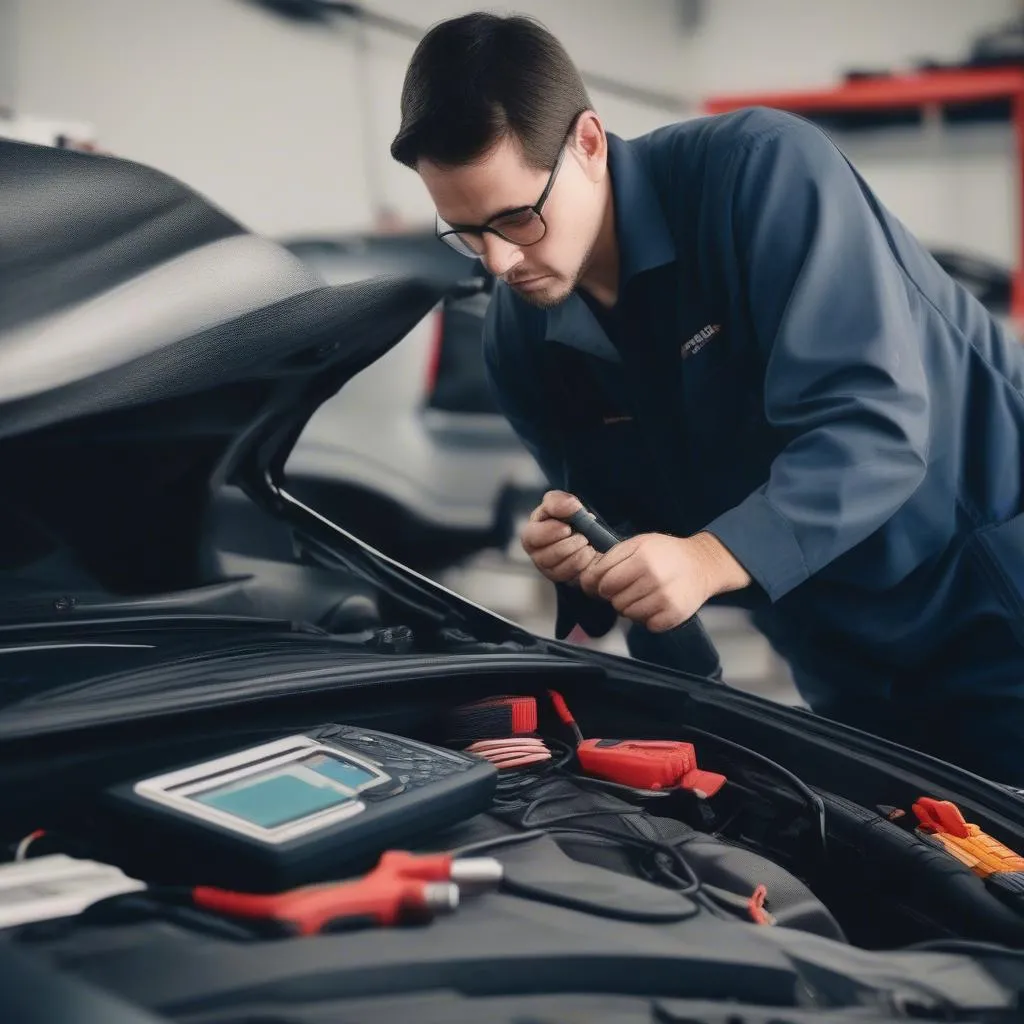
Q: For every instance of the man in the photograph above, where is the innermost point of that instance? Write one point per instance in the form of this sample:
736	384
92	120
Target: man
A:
718	339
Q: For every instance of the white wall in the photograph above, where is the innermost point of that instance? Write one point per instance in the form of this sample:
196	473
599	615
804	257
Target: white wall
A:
265	116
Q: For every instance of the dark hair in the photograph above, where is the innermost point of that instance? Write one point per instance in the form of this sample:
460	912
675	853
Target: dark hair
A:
480	78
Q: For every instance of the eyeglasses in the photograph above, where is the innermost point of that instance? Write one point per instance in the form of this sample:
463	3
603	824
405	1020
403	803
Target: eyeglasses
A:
522	226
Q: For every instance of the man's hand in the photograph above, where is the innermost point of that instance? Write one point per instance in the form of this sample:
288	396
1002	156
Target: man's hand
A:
559	553
660	581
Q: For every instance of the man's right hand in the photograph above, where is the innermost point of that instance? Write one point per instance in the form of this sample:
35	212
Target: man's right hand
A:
559	553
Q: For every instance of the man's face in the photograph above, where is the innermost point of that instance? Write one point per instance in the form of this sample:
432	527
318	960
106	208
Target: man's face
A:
545	272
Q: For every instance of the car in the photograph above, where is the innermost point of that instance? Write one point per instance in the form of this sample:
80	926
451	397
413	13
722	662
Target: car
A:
309	784
414	455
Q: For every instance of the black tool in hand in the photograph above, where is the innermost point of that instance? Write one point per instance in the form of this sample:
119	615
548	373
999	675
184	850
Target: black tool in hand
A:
600	538
692	648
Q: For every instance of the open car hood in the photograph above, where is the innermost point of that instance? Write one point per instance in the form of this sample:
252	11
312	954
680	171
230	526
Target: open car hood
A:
152	350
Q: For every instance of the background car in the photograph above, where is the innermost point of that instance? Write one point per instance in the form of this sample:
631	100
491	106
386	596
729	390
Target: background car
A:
413	455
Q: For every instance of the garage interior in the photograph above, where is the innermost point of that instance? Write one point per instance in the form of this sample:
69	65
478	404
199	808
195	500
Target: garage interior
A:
282	114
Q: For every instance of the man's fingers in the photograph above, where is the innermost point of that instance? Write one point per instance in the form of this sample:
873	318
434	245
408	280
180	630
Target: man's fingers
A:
554	554
560	505
591	580
629	596
570	568
619	578
539	536
644	608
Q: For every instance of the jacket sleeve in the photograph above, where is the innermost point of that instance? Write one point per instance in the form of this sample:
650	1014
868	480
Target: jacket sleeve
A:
517	391
836	322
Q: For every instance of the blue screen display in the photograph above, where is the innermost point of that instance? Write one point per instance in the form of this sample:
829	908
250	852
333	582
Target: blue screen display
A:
290	792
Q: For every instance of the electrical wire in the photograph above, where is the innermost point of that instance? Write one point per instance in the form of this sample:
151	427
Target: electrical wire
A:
802	787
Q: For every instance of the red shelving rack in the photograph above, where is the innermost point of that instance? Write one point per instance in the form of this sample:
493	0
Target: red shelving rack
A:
929	89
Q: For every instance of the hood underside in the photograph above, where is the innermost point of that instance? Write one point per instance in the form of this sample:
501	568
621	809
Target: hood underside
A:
153	350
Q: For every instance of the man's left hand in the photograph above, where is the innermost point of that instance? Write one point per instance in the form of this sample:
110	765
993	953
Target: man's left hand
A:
660	581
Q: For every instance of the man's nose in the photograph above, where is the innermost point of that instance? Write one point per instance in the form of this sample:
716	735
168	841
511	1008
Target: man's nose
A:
500	256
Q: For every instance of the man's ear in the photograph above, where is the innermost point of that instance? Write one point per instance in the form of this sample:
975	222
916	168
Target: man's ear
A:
590	143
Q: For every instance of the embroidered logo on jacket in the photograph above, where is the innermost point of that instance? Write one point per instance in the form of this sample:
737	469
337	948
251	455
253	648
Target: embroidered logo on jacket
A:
700	339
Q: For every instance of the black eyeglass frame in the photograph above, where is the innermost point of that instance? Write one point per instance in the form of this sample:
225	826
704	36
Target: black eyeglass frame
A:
481	229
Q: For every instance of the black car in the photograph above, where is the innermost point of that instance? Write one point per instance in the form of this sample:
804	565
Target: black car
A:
313	786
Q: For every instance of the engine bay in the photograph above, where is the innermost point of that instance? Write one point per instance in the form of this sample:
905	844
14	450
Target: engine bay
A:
454	842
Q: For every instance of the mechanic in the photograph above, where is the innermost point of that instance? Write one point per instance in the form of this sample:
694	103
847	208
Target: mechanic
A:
718	339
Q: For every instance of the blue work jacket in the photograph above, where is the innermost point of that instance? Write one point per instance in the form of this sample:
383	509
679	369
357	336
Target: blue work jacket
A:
787	368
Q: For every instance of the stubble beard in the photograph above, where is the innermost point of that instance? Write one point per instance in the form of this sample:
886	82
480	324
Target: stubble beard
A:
549	300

· · ·

What the task asks =
Set down the material above as is, without any pictures.

Response area =
Q: For every instance of the man in the photograph above, where is the innermost point of that instance? Write one point per instance in the form of this sample:
736	384
92	120
Target: man
A:
718	339
Q: For every instance of the white wall in the photograph above, where is the innermost point of that instance? Write one point per instance in the form of this sample:
196	473
599	615
804	257
Target: white wall
A:
265	116
Q: For every instance of the dark hair in the photograph above, where is the innermost point of that instance? Write one point per instance in the form of this sample:
460	912
675	853
Target: dark hair
A:
480	78
Q: For every instance of the eyeglasses in the photograph above, where is the innermost point of that instance? Write one point per instance in the form of this sample:
463	3
603	824
405	1020
403	803
Target: eyeglasses
A:
522	226
Q: For every instance of the man's hand in the photograph above, where is the innermost point of that instance? Write one point per instance in the form of this sample:
288	396
1002	156
Target: man's hand
A:
559	553
660	581
Q: For every instance of the man's right hand in the photograph above, where is the innermost point of that instance? Write one point per instance in the form of this sample:
35	212
Target: man's right hand
A:
559	553
Q: For every instance of the man's face in the photograph above, where is the innermost point of that instance? Write one point per instance in the form of this sample:
432	527
318	960
106	208
Target: man's face
A:
545	272
Q: For every instance of the car in the photograph above, where is the innermost point of that instance? Write one point per instance in the form of this sample:
80	926
451	397
413	13
722	662
Target: car
A:
309	784
414	455
Q: For every instance of the black tool in hand in the photograph above, where is the innermost point of that instance? Write one point per instance in the form of this sample:
119	615
548	373
999	675
184	850
Target: black tool in hand
A:
600	538
692	648
Q: For every instance of the open car hood in the photograph above, where is the innermost point of that instance? Write one point per instance in the form of this sample:
252	11
312	954
680	171
230	526
Target: open car hood
A:
152	350
Q: For every instance of the background car in the photograph above, where is the innermost point of that instance? Write one point per instance in the form of this sample:
631	100
491	106
386	596
729	390
Target: background car
A:
413	455
Q: For every instance of the garage interior in the photograph above, where is the innermost point of that instance? Write one point per instance in the form of this sample:
69	65
478	404
199	808
195	500
Target: garage interior
A:
282	114
Q: For every instance of the man's fingers in the photograph above, where is the innermost point of that instance? Write one point per instance in the form of this sample:
873	318
434	245
408	280
180	630
Target: man's fingers
A:
554	554
560	505
591	580
629	596
570	568
619	578
539	536
644	608
Q: For every instance of the jacket sleeve in the photograph above, where is the innermost point of that instance? Write one point per instance in the form of this sample:
650	1014
868	480
Target: jacket sleeve
A:
517	391
836	322
Q: For every instance of the blue screen display in the photograph above, where is the innermost point of that instance? Write one point per instance in the form of this sample:
829	908
250	852
333	582
Target: blue screen display
A:
290	792
Q: For every instance of the electrical wire in the photograph above, where is the innermost point of that instance? Write one point per instance in the form of this sample:
151	427
Target: electrical wire
A:
802	787
Q: For every instance of the red shelving rack in the photograph above, where is the innermost point of that instance? Write one point per instance in the form of this sample:
493	0
Target: red shelving rack
A:
929	89
Q: For every instance of the hood underside in the photograph above, where is the innermost point of that instance? Write one point per instance in the form of this sample:
501	568
621	809
Target: hood underside
A:
153	350
Q: For every instance of the man's left hand in the photograph above, where is the innermost point of that instance? Write one point per instance in the form of this sample:
110	765
993	953
Target: man's left hand
A:
660	581
Q: For every instance of the man's nose in the photograph above, where is the innermost point of that instance? Write one point per instance in the form of this sample:
716	735
168	841
511	1008
Target: man's nose
A:
500	256
Q: For every instance of the man's ear in the photograph above, where is the innermost point of that instance? Write one point per instance in the form of this sample:
975	222
916	168
Target: man's ear
A:
590	143
Q: For every instance of the embroidered logo on jacket in the photograph above, where is the innermost point of that instance? Write one point per instance in the form of this sample:
737	469
337	948
251	455
253	648
Target: embroidered logo on jacket
A:
700	339
Q: For every instance of the black eyeglass frame in the photograph above, where is the innermost point of that instance? Write one point per instance in the form of this sample:
225	826
704	36
Target: black eyeglass frame
A:
481	229
Q: For every instance of the black car in the photograph above, where is the innermost point of that instance? Write one point per instance in the form of this sample:
804	565
Target: black car
A:
313	786
Q: For every instance of the engine bay in the photograph above, where is the innermost point of that instance? Write one point per instance in the form of this sample:
905	844
14	450
Target: engine bay
A:
454	842
Q: For every instance of the mechanic in the photograph above, where is the innermost point of that instance? Write one point per instance in the form of this sample:
694	103
847	208
Target: mechanic
A:
718	339
Q: For every instance of the blue work jacket in the photograph above, where is the innermost point of that instance? Write one point per instance in the form of this sample:
383	509
679	369
357	336
Target: blue work jacket
A:
787	368
Q: For every instance of the stubble beard in the photograph above, where is the innermost point of that instance? Write one point per instance in the form of this sample:
886	82
480	324
Target: stubble beard
A:
549	300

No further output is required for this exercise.